_WHAT IS ASKED_.
Set down the whole listing verbatim.
::: DATASET RECORDS
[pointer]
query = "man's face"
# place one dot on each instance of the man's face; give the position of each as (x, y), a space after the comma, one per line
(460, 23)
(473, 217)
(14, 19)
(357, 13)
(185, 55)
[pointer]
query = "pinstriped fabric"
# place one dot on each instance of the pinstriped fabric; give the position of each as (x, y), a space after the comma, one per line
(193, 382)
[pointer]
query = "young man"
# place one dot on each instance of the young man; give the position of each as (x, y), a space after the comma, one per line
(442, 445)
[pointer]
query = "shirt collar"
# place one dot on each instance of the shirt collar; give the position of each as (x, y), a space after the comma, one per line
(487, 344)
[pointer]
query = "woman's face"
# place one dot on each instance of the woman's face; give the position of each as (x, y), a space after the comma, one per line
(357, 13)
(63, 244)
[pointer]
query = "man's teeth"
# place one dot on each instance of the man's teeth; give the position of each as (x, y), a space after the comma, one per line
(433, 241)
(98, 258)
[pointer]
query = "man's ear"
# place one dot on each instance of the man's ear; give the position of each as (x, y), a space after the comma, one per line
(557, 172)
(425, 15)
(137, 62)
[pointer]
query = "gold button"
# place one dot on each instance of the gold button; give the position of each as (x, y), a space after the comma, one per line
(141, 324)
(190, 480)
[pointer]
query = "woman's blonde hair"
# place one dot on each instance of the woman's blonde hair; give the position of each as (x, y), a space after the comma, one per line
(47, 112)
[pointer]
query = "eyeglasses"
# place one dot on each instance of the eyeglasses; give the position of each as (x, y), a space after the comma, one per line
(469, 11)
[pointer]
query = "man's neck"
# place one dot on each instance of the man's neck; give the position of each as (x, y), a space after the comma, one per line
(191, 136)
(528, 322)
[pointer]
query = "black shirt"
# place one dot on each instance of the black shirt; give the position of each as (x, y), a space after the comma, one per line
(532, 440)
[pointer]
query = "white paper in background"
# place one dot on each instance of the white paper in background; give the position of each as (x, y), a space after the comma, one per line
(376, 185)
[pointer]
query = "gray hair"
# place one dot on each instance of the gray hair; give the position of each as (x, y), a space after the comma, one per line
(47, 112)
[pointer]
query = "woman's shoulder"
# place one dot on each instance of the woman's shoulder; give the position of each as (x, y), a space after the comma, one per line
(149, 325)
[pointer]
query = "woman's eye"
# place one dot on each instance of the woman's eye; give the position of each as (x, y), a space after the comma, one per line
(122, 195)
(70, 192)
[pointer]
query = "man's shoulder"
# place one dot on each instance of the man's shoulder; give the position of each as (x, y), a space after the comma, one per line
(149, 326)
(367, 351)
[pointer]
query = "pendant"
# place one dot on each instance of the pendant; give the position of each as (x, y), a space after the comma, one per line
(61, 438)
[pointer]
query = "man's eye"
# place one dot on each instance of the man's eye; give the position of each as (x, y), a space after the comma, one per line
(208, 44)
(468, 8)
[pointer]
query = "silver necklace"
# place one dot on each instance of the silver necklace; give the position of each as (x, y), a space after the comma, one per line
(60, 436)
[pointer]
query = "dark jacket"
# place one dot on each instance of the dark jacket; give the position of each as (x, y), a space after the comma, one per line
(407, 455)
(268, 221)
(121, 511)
::::::
_RESULT_.
[pointer]
query = "man's face"
# place one dot on each instance of the man's face; give the position of each as (x, y), a space after the comma, one per line
(460, 23)
(473, 217)
(14, 19)
(357, 13)
(185, 55)
[pointer]
query = "pinstriped fabric"
# place one dot on each instance of the pinstriped fabric; give the position of each as (x, y), a space after the comma, one per line
(193, 382)
[pointer]
query = "young man"
# place one dot on each instance of the young man; give the position of each as (x, y), a space after the comma, one per line
(442, 445)
[pointer]
query = "shirt collar"
# place one dot on each instance of the shirt collar; give the position of each as (x, y), a space after the comma, one per line
(487, 344)
[pointer]
query = "woman's face"
# place one dot on each instance of the woman's face; give the position of each as (x, y), a space after the comma, one per line
(357, 13)
(63, 244)
[pointer]
query = "man's teeth"
# place one dot on each instance of the man's teeth; give the position of each as (x, y), a space after the comma, one per line
(433, 241)
(98, 258)
[pointer]
query = "man's ear"
# place one dot on each instance of the man's ear; give the position of each as (x, y), a space after the comma, one per line
(557, 172)
(425, 15)
(137, 62)
[pointer]
query = "gold button"
# place one dot on each instance of the gold button; give the position of each as (x, y), a space after the comma, one per line
(141, 324)
(190, 480)
[pointer]
query = "woman's blonde hair"
# place one dot on each instance of the woman's blonde hair; give the position of each as (x, y), a space after the comma, one per line
(47, 112)
[pointer]
query = "eyeglasses"
# place one dot on each instance of the eyeglasses; give the position of each as (x, y), a space after the comma, one per line
(469, 11)
[pointer]
query = "man's neck"
# place one dot on each instance of the man's neck; give the position of each as (x, y), a space after the comma, one per line
(191, 136)
(528, 322)
[pointer]
query = "black shirt"
# place one dot on each instance of the black shirt; give the position of each as (x, y), a space after the comma, one per line
(532, 440)
[pointer]
query = "white paper in background"
# place one dot on each instance of the white paper in background; give the position of each as (x, y), a space after the comma, one per line
(376, 185)
[pointer]
query = "gray hair"
# place one dot on each instance of the gray hair; give the position of each as (x, y), a space after the comma, one per line
(47, 112)
[pointer]
query = "woman's shoulder"
# place one dot on each instance of the woman's shoulder; give the position of each as (x, y), a space after the comma, one per line
(149, 325)
[pointer]
query = "woman's eye"
# place one dot on each instance of the woman's eye; give the position of each as (x, y), a space after the comma, one per line
(122, 195)
(70, 192)
[pointer]
query = "man's shoulder"
# place one dot on each instance of the man's shoulder; give the position of each as (x, y), a space after the comma, one per line
(149, 326)
(367, 351)
[pointer]
query = "pendant"
# place one dot on each instance of the pendant; give the position of each as (x, y), a space after the comma, one per line
(61, 438)
[pointer]
query = "man's eye"
# place one dot on each instance of the man's eye; give the position of each as (x, y), a space after the comma, one per line
(208, 44)
(468, 8)
[pointer]
query = "silver necklace"
# place one dot on each instance of the silver necklace; give the position of each as (x, y), a space after the comma, one per line
(60, 436)
[pointer]
query = "dark jacket"
# place one dot on each instance of the dark jacket; give the position of each as (x, y), a space after the comma, one per line
(407, 455)
(268, 221)
(121, 511)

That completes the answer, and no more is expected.